**Stated goal**
All of the material below is to be restated word for word, apart from the pictures.

+++++

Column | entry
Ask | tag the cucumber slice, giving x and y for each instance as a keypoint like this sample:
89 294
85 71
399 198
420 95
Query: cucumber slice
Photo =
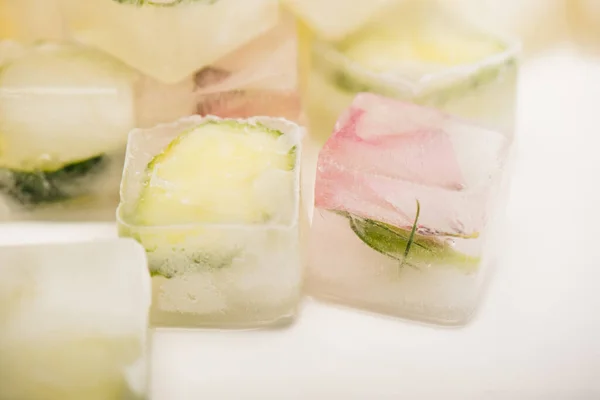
61 104
407 247
221 171
40 187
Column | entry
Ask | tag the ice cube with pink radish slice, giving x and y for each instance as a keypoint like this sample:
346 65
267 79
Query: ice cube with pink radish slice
404 200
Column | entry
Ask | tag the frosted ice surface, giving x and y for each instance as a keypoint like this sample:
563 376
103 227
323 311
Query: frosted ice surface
101 288
73 321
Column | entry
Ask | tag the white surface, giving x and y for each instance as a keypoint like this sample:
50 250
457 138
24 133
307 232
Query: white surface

+++++

**Complete answer**
Column | entry
Ask | tag the cucumber slice, giving x and y for each instance as a keypoint like this sample:
89 294
85 71
399 198
420 95
Query: cucumber slice
Photo =
61 104
407 247
221 171
40 187
Column | entry
Ask | tag the ice cube with pink radish slice, giving x and y for each instance as a keypoint like this sample:
346 65
267 79
Query: ice cube with pink radish slice
404 200
Column | entry
Ask | tag the frosted ice surface, giving x and y for each instance as a keypoint like this sample:
563 376
103 227
323 311
Query: frosted ice surface
101 288
73 321
Column | entry
Ask | tag the white surface, giving x and y for each instance as a keypoint like this sample:
50 250
457 138
24 133
307 232
Query: white surface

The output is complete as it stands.